Location identification entries
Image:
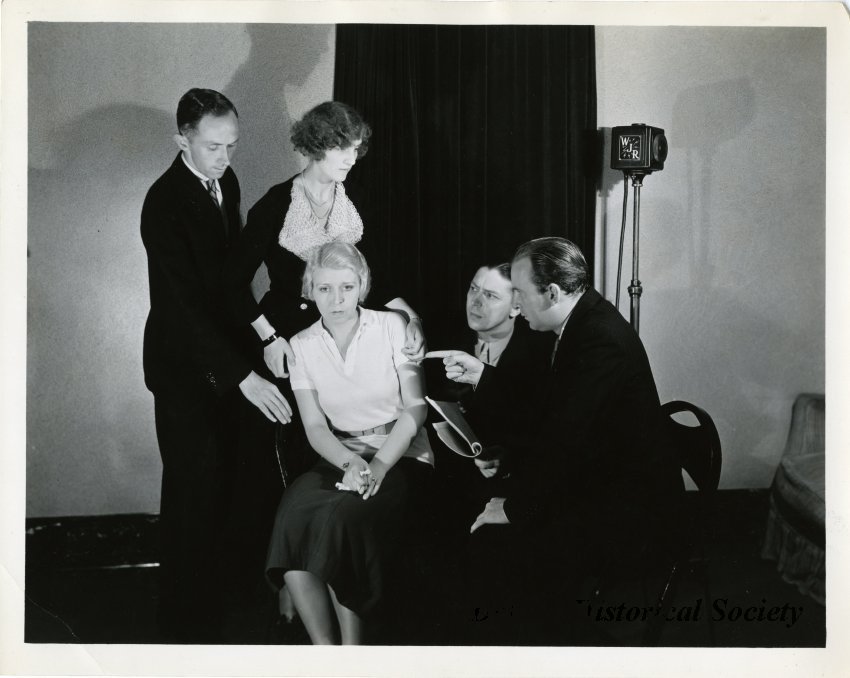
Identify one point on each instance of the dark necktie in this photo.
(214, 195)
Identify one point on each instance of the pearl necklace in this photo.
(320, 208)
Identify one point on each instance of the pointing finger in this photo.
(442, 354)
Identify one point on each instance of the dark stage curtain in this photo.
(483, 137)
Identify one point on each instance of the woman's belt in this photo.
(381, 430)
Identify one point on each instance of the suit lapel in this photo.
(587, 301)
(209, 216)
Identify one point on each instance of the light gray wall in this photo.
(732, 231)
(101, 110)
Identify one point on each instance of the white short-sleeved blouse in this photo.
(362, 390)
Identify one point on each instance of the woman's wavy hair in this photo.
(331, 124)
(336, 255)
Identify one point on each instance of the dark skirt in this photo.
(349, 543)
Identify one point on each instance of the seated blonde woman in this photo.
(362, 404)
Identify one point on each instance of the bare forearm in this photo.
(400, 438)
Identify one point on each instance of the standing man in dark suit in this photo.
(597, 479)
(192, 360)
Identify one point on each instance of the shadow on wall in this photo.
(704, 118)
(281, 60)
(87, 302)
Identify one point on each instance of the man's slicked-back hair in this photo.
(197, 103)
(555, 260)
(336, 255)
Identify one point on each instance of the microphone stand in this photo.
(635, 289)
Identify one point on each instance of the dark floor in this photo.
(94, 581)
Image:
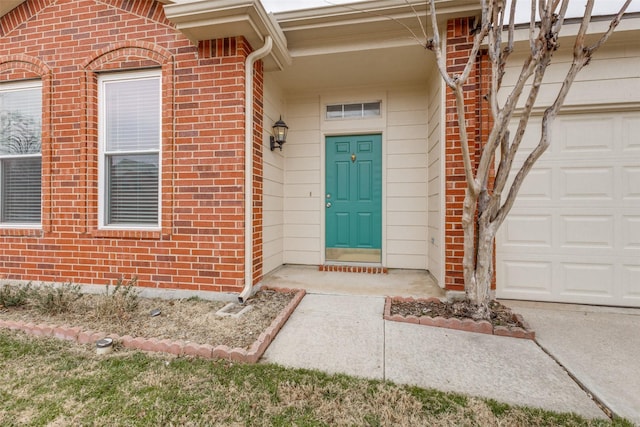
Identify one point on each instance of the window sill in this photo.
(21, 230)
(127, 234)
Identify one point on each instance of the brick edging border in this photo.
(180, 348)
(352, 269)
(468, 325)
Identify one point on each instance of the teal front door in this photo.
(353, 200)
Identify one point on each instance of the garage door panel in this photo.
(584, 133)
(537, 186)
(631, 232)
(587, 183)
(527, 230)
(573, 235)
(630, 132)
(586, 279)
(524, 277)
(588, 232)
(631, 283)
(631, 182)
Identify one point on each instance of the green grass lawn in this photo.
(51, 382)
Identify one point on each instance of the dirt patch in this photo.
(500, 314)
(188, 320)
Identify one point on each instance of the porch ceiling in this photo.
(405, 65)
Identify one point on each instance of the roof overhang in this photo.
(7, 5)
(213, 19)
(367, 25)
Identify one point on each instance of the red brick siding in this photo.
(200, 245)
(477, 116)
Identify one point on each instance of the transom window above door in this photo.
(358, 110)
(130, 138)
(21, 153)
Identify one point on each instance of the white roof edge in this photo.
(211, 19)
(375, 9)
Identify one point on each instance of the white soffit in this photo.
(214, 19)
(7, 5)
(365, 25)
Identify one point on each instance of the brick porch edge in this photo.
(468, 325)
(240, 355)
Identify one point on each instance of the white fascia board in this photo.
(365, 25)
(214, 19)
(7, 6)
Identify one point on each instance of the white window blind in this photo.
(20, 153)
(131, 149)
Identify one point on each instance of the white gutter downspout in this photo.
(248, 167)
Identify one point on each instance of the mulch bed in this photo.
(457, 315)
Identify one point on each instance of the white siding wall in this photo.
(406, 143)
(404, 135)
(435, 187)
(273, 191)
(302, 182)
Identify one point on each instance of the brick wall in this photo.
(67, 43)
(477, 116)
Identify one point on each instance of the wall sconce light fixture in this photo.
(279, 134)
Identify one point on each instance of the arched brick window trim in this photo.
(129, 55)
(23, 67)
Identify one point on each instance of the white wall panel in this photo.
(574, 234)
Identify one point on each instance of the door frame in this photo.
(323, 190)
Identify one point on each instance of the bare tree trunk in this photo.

**INSTRUCTIONS FOR THE TASK**. Please return every line of the listing above word for word, leaving the pictures out.

**SOLUTION FOR THIS TASK**.
Image:
Identify one point on each instance of the dark necktie in this photo.
(214, 195)
Identify one point on each instance of the pearl necklace in this photo.
(320, 208)
Identify one point on each instance of the pointing finger in this photo.
(442, 354)
Identify one point on each instance of the dark stage curtain in this photo.
(483, 137)
Identify one point on each instance of the woman's belt in this photo.
(381, 430)
Identify one point on each instance of the suit lapel in this photo.
(587, 301)
(209, 216)
Identify one point on each instance of the light gray wall in this photo.
(732, 231)
(101, 110)
Identify one point on each instance of the white short-sleeved blouse in this photo.
(362, 390)
Identify one point on each instance of the woman's wavy hair in this photo.
(331, 124)
(336, 255)
Identify one point on each instance of the dark skirt in this photo.
(349, 543)
Identify one point on each instance of the seated blonde woman in this photo.
(362, 404)
Identify one point on each instance of the bare forearm in this photo.
(400, 438)
Identify one point on each instance of the standing man in dark suit in this photo.
(597, 479)
(192, 360)
Identify one point on each instance of the shadow on wall in this photo.
(704, 118)
(281, 60)
(87, 302)
Identify one point on each instance of the man's slicked-back hair in this photo.
(197, 103)
(555, 260)
(336, 255)
Identify one point on each instance of the microphone stand in this photo.
(635, 289)
Identify one point on each instance of the dark floor in this photo.
(94, 581)
Image:
Identify one point on each instance of the window sill in this photo.
(21, 230)
(127, 234)
Identify one point on each instance of the brick edging border in this photo.
(180, 348)
(352, 269)
(468, 325)
Identify one point on each instance of the teal front door in this photo.
(353, 200)
Identify one point on each instance of the garage door panel in this photo.
(584, 133)
(537, 186)
(631, 232)
(587, 183)
(527, 230)
(573, 235)
(630, 132)
(586, 279)
(524, 277)
(588, 232)
(631, 283)
(631, 182)
Identify one point on each instance of the green grass lawn in this photo.
(51, 382)
Identify one point on each instance of the dirt patch in this photo.
(500, 314)
(188, 320)
Identify one point on each instance of the porch ceiling in this photo.
(405, 65)
Identify one point on each instance of the roof overhang in this photo.
(7, 5)
(213, 19)
(367, 25)
Identify one point on each instance of the red brick siding in this photo.
(200, 245)
(477, 116)
Identify one point on each instance of the transom window above door in this photo.
(358, 110)
(130, 138)
(21, 153)
Identify one point on each instance of the white roof edge in this photo.
(211, 19)
(375, 9)
Identify one point on each instance of the white soffit in this photo.
(214, 19)
(7, 5)
(365, 25)
Identify one point on each instance of the brick porch edge in this photo.
(468, 325)
(240, 355)
Identify one point on each instance of the white fascia board in this photo.
(365, 25)
(214, 19)
(7, 6)
Identify one point on each instance of the white window blind in this photo.
(20, 153)
(131, 149)
Identify one point on each instance of the white gutter downspout in this photo.
(248, 167)
Identify one point on each instance of the mulch bed in this photo.
(457, 315)
Identify one point on each instance of the white siding wall in this photo.
(406, 143)
(404, 135)
(435, 187)
(273, 191)
(302, 182)
Identify one point on each instance of the brick wall in this photo.
(67, 43)
(477, 116)
Identify one point on each instance of the wall sconce light fixture in this photo.
(279, 134)
Identify one point on each instance of the arched brick window trim in this photo.
(129, 55)
(23, 67)
Identify one point on each instance of the white wall panel in this photo.
(574, 234)
Identify one point on each instance of the door frame in this photo.
(323, 190)
Identify one point on each instance of the bare tree trunk in this photo.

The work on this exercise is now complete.